(WHAT THE TASK REQUIRES): In the bug-fix pull request below, what error message caused the store gateways to terminate?

Skip to content

Bug fix: Avoid race condition by checking for duplicate entries in bucket stores user scan #6863

New issue

Have a question about this project? Sign up for a free GitHub account to open an issue and contact its maintainers and the community.

By clicking “Sign up for GitHub”, you agree to our terms of service and privacy statement. We’ll occasionally send you account related emails.

Already on GitHub? Sign in to your account

Open
wants to merge 2 commits into
base: master
Choose a base branch
from

Conversation

justinjung04
Copy link
Contributor

@justinjung04 justinjung04 commented Jul 4, 2025

What this PR does:

We saw store gateways terminating due to map concurrent write:

fatal error: concurrent map writes

I was able to reproduce the race condition by forcing scanUsers to return duplicate user IDs in the list:

func TestBucketStores_RaceCheck(t *testing.T) {
	t.Parallel()

	type job struct {
		userID string
		store  *store.BucketStore
	}

	wg := &sync.WaitGroup{}
	jobs := make(chan job)

	const userID = "user-1"
	ctx := context.Background()
	cfg := prepareStorageConfig(t)
	storageDir := t.TempDir()

	bkt, err := filesystem.NewBucketClient(filesystem.Config{Directory: storageDir})
	require.NoError(t, err)

	reg := prometheus.NewPedanticRegistry()
	stores, err := NewBucketStores(cfg, NewNoShardingStrategy(log.NewNopLogger(), nil), objstore.WithNoopInstr(bkt), defaultLimitsOverrides(t), mockLoggingLevel(), log.NewNopLogger(), reg)
	require.NoError(t, err)

(RAW RECORDS):

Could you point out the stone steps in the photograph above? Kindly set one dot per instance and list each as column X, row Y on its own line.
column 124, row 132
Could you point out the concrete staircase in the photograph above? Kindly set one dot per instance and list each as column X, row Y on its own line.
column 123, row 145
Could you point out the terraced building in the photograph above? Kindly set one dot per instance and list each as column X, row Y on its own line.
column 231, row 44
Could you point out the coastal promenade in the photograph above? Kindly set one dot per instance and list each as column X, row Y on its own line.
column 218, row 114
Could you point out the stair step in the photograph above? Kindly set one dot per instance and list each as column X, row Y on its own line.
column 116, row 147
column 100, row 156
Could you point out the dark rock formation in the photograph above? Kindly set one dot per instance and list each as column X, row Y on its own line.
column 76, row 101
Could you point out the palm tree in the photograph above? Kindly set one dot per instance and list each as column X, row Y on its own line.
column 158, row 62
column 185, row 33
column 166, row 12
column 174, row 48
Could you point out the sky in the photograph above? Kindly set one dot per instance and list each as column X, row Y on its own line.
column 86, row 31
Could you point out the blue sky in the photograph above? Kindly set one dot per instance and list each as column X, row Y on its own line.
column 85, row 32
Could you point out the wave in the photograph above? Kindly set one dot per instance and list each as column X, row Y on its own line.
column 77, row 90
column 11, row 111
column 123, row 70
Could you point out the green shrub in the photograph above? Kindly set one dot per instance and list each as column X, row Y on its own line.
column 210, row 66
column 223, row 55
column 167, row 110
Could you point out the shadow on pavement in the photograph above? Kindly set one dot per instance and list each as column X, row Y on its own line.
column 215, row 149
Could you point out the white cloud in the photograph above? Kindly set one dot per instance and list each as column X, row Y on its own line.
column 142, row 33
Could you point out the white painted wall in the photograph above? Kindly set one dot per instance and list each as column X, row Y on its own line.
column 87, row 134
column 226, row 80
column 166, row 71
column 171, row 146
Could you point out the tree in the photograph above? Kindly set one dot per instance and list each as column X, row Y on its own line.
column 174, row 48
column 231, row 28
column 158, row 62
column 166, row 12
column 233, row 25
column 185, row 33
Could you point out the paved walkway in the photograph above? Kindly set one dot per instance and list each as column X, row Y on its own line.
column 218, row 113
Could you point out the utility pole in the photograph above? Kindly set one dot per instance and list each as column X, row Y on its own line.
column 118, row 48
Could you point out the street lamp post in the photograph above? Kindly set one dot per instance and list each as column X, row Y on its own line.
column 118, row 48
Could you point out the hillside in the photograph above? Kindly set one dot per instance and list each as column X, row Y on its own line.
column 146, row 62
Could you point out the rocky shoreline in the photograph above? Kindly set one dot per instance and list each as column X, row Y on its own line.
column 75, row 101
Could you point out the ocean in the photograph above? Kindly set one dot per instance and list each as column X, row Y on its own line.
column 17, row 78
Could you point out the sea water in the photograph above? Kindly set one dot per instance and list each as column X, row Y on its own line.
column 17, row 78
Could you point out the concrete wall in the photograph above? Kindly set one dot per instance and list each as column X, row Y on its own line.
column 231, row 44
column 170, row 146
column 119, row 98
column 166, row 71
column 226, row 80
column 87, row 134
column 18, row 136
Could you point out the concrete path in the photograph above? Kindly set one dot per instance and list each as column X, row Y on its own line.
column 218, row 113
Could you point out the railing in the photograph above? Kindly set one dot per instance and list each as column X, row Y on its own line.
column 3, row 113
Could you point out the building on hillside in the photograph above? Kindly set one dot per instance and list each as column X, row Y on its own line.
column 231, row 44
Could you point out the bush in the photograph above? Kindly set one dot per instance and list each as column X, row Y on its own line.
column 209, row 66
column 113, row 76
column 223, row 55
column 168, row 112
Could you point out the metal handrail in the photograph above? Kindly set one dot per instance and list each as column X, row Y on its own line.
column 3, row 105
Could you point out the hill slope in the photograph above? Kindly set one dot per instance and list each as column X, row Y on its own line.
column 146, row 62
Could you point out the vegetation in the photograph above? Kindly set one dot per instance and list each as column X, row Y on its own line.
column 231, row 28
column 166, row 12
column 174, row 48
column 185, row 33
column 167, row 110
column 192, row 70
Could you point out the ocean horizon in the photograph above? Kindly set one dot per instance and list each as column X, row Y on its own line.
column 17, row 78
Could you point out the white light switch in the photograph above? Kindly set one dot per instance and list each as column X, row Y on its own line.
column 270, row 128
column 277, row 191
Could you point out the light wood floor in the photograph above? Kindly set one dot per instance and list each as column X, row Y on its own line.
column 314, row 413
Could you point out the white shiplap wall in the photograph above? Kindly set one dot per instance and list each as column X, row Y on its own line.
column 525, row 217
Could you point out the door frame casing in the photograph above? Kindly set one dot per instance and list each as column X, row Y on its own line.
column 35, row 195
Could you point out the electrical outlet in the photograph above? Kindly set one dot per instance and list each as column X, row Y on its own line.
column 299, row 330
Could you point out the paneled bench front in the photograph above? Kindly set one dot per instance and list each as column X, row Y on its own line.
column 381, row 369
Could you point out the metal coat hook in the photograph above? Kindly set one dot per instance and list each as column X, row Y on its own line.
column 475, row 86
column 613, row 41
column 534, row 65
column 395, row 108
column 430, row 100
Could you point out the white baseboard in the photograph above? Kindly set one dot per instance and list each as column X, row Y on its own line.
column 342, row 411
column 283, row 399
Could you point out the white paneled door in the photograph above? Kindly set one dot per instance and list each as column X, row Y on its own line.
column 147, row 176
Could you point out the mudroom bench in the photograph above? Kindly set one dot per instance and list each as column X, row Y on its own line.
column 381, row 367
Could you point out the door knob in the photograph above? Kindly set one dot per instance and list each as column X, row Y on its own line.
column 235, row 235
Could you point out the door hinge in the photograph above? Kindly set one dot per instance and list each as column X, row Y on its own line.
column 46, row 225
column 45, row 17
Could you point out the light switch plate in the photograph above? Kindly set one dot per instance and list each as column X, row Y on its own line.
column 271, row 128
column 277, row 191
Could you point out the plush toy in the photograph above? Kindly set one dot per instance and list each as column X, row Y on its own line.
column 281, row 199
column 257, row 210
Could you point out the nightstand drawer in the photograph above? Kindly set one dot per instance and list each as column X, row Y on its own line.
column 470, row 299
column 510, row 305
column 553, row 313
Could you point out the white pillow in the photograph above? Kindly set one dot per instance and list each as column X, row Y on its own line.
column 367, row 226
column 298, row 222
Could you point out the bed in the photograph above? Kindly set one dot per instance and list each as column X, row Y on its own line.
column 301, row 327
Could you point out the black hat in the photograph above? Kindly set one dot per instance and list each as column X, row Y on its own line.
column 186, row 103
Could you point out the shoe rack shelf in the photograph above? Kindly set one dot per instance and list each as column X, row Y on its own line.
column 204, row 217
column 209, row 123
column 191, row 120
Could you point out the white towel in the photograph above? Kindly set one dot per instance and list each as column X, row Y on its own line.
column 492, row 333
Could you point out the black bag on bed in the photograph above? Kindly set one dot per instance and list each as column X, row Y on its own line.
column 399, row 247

(EXERCISE OUTPUT): fatal error: concurrent map writes